[Entries from a dataset]

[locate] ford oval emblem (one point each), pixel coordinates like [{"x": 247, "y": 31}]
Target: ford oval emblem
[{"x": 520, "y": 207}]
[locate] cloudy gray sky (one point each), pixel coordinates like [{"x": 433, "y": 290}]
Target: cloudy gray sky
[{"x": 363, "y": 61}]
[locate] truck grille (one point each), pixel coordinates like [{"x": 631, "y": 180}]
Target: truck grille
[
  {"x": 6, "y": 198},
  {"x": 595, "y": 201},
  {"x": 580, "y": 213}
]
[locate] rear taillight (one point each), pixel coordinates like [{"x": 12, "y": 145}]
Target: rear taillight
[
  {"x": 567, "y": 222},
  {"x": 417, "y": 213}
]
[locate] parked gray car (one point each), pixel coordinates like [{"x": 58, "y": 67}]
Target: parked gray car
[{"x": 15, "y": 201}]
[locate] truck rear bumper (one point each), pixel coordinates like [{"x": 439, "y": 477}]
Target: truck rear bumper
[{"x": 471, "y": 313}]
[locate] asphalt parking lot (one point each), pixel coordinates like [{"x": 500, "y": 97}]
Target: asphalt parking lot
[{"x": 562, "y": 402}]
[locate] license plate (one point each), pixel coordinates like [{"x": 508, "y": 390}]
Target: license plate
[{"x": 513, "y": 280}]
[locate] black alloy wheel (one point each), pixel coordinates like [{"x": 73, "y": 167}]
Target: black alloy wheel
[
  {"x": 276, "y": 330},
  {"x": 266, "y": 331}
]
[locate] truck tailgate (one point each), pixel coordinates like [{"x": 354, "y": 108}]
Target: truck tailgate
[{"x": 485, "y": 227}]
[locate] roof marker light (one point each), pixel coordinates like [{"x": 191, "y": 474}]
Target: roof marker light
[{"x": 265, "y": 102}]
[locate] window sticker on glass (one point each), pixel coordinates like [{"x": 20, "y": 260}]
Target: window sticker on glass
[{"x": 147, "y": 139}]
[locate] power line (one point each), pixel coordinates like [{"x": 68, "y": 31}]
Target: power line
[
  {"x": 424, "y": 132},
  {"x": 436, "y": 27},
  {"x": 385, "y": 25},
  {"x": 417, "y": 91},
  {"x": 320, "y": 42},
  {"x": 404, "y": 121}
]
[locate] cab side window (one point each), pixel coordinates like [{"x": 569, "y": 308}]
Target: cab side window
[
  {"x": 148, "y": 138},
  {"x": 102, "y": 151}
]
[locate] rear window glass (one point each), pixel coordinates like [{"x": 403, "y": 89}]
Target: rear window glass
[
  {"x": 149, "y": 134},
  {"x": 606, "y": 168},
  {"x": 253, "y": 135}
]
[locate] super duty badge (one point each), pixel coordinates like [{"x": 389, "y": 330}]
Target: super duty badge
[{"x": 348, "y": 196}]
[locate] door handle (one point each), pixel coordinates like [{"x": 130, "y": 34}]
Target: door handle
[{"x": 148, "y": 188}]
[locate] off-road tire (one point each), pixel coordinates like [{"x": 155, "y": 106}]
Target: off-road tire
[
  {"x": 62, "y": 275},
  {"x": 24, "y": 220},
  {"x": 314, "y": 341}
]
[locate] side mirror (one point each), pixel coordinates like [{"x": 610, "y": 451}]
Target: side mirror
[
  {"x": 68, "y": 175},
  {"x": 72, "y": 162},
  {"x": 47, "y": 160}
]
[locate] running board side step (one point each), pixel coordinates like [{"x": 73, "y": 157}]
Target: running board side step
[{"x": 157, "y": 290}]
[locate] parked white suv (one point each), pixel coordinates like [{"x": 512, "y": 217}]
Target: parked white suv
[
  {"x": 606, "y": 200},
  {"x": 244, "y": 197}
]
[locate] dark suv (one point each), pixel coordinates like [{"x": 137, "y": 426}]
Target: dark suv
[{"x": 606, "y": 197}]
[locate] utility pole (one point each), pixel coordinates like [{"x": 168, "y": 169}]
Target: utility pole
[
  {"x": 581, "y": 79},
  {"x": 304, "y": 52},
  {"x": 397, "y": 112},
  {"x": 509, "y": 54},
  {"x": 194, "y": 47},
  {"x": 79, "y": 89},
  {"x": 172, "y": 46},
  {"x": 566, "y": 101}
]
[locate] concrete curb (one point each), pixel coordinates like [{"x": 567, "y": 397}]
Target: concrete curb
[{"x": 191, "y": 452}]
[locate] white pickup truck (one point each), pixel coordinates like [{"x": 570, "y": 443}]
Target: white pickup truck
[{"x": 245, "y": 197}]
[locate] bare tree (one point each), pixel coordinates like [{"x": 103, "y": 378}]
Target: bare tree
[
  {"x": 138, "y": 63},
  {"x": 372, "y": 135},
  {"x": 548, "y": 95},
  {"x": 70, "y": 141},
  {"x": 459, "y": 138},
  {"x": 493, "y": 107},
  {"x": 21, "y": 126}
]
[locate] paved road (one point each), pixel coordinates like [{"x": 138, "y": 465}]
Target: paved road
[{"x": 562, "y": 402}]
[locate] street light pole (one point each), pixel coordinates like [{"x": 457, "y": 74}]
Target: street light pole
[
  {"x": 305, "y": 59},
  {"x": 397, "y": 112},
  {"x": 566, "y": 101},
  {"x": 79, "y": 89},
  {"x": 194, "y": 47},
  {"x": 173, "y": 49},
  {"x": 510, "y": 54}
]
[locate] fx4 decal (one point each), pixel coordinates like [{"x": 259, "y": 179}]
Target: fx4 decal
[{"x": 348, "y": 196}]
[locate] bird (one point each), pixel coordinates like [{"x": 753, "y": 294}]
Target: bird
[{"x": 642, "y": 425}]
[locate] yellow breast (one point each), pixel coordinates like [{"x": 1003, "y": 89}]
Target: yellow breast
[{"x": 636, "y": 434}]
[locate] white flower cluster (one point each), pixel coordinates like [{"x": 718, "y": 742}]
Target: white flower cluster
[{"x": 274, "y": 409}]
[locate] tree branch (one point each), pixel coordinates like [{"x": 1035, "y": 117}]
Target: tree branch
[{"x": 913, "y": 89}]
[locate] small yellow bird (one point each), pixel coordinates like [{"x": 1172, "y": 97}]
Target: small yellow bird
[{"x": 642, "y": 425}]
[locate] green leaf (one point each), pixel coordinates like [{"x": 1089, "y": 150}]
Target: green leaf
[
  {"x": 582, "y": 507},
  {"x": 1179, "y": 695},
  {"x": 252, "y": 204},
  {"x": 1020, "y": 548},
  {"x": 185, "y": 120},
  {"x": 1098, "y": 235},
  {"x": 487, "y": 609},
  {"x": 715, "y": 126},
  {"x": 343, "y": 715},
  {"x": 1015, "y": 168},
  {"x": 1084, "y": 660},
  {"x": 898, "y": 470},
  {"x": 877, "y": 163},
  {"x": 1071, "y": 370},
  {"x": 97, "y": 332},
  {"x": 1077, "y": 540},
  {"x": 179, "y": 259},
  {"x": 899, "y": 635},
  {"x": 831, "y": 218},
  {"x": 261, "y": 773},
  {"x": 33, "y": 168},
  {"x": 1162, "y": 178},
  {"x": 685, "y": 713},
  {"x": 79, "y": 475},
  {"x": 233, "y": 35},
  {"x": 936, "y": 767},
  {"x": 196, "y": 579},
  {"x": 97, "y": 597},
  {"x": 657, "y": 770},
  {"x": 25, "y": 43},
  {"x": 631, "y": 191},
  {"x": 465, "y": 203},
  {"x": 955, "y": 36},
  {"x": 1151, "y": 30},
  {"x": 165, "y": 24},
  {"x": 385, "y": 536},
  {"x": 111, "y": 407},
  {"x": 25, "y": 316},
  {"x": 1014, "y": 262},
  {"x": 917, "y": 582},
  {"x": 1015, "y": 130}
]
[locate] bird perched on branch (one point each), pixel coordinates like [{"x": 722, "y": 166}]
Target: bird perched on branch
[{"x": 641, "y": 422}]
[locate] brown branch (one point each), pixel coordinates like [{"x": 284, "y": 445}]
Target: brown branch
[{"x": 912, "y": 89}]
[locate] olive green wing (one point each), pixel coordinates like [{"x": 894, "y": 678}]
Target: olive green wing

* **Job**
Repeat the lines starting at the one containing "[locate] brown branch" and ending at the last line of the items.

* **Output below**
[locate] brown branch (one point each), pixel coordinates like [{"x": 284, "y": 445}]
Target: brown branch
[{"x": 912, "y": 89}]
[locate] olive green wing (one point each), pixel coordinates like [{"x": 894, "y": 678}]
Target: olive green wing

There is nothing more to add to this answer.